O comício do imbrochável

O que ouvimos por décadas, a ladainha do Brasil como o país do futuro, foi um blefe. Se o futuro é hoje, o país chegou nele meio claudicante

O comício do imbrochável

Foto: Reprodução

Por: Malu Fontes no dia 08 de setembro de 2022 às 09:41

O apelo para recorrer ao trocadilho é irrecusável. Agora, são outros 200. O que ouvimos por décadas, a ladainha do Brasil como o país do futuro, foi um blefe. Se o futuro é hoje, o país chegou nele meio claudicante, para usar um adjetivo suave. Acordamos num país que, no máximo, confirma que somos um lugar condenado a esperar: esperar o futuro, no futuro, durante o futuro. Os detalhes dizem muito e é neles que o diabo mora, embora muita gente prefira vê-lo, o diabo, e tratar dele como se fosse coisa de Deus.

Objetivo da tarefa >> Transcreva fielmente, do trecho sobre o comício do imbrochável, tudo o que vai desde "O apelo para" até "coisa de Deus.".

Dados fornecidos >>
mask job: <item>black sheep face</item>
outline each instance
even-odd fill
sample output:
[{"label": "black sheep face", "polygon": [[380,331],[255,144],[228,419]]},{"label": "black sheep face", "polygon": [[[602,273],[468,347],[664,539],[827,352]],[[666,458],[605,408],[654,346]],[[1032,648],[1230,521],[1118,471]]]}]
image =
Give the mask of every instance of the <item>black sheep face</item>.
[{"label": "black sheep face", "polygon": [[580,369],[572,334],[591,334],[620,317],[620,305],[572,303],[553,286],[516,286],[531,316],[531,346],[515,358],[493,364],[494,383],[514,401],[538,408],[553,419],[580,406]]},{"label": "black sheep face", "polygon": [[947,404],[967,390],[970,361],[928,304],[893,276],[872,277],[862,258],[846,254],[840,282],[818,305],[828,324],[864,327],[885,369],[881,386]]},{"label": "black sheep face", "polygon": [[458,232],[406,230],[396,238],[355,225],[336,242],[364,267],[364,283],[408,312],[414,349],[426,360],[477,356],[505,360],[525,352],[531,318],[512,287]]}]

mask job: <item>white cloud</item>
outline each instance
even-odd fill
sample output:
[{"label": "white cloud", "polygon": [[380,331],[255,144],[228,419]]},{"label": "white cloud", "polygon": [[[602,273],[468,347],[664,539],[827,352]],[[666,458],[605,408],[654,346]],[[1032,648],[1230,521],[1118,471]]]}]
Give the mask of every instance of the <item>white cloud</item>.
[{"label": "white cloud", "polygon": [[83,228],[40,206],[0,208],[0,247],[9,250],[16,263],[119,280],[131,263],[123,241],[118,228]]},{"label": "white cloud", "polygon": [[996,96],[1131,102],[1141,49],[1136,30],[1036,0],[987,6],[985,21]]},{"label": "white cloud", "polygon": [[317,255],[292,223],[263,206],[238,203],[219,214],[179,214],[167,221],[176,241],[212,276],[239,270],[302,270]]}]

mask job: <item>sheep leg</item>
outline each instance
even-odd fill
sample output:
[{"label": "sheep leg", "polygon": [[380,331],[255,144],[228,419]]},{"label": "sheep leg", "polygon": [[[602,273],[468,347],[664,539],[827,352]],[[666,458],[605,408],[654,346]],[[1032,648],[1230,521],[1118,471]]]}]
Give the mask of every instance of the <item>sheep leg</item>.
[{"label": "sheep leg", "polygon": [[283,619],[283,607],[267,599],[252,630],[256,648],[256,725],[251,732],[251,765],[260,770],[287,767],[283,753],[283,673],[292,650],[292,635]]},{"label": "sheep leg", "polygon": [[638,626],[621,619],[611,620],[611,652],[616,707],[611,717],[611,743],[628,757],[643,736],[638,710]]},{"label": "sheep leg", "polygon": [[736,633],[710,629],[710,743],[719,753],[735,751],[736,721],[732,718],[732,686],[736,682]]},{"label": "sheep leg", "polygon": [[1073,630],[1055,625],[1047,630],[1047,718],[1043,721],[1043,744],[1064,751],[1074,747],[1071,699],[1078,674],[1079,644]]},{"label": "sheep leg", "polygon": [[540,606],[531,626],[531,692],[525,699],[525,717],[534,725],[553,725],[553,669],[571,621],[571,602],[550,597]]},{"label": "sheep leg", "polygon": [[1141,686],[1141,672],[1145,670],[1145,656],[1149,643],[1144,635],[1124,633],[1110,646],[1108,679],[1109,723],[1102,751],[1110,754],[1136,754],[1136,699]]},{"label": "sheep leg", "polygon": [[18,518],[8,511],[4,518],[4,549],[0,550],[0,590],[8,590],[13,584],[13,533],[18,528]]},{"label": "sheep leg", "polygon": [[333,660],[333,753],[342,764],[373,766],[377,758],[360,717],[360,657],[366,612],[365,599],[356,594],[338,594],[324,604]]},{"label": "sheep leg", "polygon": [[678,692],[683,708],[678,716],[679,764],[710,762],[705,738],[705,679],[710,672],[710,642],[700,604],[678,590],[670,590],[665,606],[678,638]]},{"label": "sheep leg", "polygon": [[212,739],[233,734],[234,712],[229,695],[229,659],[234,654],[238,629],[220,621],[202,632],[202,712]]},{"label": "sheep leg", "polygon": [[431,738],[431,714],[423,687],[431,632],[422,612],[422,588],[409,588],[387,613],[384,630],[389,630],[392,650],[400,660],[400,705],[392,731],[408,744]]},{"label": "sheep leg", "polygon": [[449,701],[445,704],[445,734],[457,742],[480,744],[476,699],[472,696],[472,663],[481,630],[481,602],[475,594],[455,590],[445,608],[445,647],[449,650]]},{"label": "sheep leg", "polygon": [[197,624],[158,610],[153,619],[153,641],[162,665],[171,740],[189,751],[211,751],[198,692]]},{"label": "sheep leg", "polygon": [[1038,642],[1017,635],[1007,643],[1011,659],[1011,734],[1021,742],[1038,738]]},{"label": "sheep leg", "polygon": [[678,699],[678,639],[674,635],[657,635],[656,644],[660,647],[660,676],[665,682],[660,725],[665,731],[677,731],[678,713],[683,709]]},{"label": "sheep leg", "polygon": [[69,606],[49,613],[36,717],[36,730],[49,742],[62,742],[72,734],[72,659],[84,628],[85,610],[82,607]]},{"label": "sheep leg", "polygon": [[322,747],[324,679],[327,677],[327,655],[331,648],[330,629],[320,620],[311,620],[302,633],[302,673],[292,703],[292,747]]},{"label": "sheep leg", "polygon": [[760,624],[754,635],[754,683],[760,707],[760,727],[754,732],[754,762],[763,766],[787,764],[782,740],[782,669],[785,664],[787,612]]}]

Resposta ao exercício >>
O apelo para recorrer ao trocadilho é irrecusável. Agora, são outros 200. O que ouvimos por décadas, a ladainha do Brasil como o país do futuro, foi um blefe. Se o futuro é hoje, o país chegou nele meio claudicante, para usar um adjetivo suave. Acordamos num país que, no máximo, confirma que somos um lugar condenado a esperar: esperar o futuro, no futuro, durante o futuro. Os detalhes dizem muito e é neles que o diabo mora, embora muita gente prefira vê-lo, o diabo, e tratar dele como se fosse coisa de Deus.